=== EXERCISE ===
Retype the following lines without changing anything.

=== EXERCISE MATERIAL ===
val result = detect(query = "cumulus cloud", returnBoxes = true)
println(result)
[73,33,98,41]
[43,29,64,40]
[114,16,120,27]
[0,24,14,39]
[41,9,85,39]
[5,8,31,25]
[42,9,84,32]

=== SOLUTION FOR THIS EXERCISE ===
val result = detect(query = "cumulus cloud", returnBoxes = true)
println(result)
[73,33,98,41]
[43,29,64,40]
[114,16,120,27]
[0,24,14,39]
[41,9,85,39]
[5,8,31,25]
[42,9,84,32]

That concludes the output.